Stored data entries:
-- Opening Marker --
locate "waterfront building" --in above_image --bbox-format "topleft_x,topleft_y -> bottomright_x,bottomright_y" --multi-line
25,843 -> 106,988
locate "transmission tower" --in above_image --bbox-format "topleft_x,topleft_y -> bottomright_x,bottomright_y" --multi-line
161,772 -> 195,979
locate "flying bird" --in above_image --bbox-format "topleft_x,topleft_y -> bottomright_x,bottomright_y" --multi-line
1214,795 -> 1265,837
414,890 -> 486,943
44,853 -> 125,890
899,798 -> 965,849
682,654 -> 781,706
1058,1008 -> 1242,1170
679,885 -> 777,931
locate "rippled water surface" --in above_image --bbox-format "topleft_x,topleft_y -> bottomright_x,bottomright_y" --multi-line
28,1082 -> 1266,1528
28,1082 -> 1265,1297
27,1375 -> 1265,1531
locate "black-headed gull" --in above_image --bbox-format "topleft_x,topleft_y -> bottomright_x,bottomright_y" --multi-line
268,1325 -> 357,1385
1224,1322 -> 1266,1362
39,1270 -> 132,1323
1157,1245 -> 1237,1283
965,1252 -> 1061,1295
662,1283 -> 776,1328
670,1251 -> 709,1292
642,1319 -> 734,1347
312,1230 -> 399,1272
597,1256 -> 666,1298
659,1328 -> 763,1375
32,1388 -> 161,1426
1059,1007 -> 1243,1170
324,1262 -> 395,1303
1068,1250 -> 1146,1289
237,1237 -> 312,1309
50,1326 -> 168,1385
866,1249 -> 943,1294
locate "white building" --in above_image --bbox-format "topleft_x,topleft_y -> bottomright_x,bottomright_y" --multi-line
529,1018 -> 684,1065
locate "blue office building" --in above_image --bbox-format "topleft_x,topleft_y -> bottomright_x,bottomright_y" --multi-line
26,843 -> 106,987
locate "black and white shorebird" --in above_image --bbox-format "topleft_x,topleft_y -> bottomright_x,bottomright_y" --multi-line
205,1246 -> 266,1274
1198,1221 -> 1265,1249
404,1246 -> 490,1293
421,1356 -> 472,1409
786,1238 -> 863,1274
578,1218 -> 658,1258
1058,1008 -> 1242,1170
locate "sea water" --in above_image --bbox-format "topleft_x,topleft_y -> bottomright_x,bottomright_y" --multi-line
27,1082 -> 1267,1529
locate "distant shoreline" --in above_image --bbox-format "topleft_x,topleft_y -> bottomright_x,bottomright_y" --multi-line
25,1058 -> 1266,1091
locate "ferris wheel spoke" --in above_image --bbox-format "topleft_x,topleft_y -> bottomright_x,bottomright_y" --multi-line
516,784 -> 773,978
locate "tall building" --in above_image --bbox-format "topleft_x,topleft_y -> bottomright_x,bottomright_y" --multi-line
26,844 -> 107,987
-- Closing Marker --
**Problem requirements**: For this exercise, write out all of the data exactly.

**Written response**:
locate "waterfront building" --in above_image --bbox-format "topleft_x,topleft_y -> bottomright_x,bottomright_y" --multi-line
25,843 -> 106,988
locate "transmission tower" --in above_image --bbox-format "topleft_x,topleft_y -> bottomright_x,bottomright_y" --multi-line
161,772 -> 195,979
locate "flying bird" --in above_image --bbox-format "topleft_x,topleft_y -> bottomright_x,bottomright_y" --multi-line
1214,795 -> 1265,837
414,890 -> 486,943
44,853 -> 125,890
899,798 -> 965,849
682,654 -> 781,706
1058,1008 -> 1242,1170
679,885 -> 777,931
locate "rippled water surface" --in above_image --bbox-format "topleft_x,topleft_y -> bottomright_x,bottomright_y" --multi-line
28,1082 -> 1266,1528
28,1082 -> 1265,1297
27,1375 -> 1265,1531
locate "black-headed gull" --in above_image --bbox-format "topleft_x,topleft_y -> bottomright_x,bottomright_y" --multi-line
268,1325 -> 357,1385
1224,1322 -> 1266,1362
39,1270 -> 132,1323
1157,1245 -> 1237,1283
965,1252 -> 1061,1295
662,1283 -> 776,1328
670,1251 -> 709,1292
642,1319 -> 734,1347
312,1230 -> 399,1272
597,1256 -> 666,1298
659,1328 -> 763,1375
32,1388 -> 161,1426
1059,1007 -> 1243,1170
324,1262 -> 395,1303
1068,1250 -> 1146,1289
237,1237 -> 312,1309
50,1326 -> 168,1385
866,1249 -> 943,1294
locate "white building" --in above_image --bbox-format "topleft_x,topleft_y -> bottomright_x,bottomright_y" --multi-line
529,1018 -> 684,1065
locate "blue office building" --in above_image --bbox-format "topleft_x,topleft_y -> bottomright_x,bottomright_y" --multi-line
26,843 -> 106,987
locate "black and white shorebird" --in above_image --bbox-format "topleft_x,topleft_y -> bottomright_x,bottomright_y" --multi-line
205,1246 -> 266,1274
1198,1221 -> 1265,1249
404,1246 -> 490,1293
421,1356 -> 472,1409
786,1238 -> 863,1274
578,1218 -> 658,1258
1058,1008 -> 1242,1170
locate "sea water" --in above_image --bbox-format "topleft_x,topleft_y -> bottomright_x,bottomright_y" --multi-line
27,1082 -> 1267,1529
locate "distant shoreline" --in above_image --bbox-format "topleft_x,topleft_y -> bottomright_x,bottomright_y" --multi-line
25,1058 -> 1266,1091
locate "ferris wheel spoke" --in above_image --bbox-format "topleft_x,topleft_y -> bottomright_x,bottomright_y" --multi-line
516,784 -> 773,978
locate "tall building" --in above_image --bbox-format "topleft_x,topleft_y -> bottomright_x,bottomright_y" --multi-line
26,844 -> 107,987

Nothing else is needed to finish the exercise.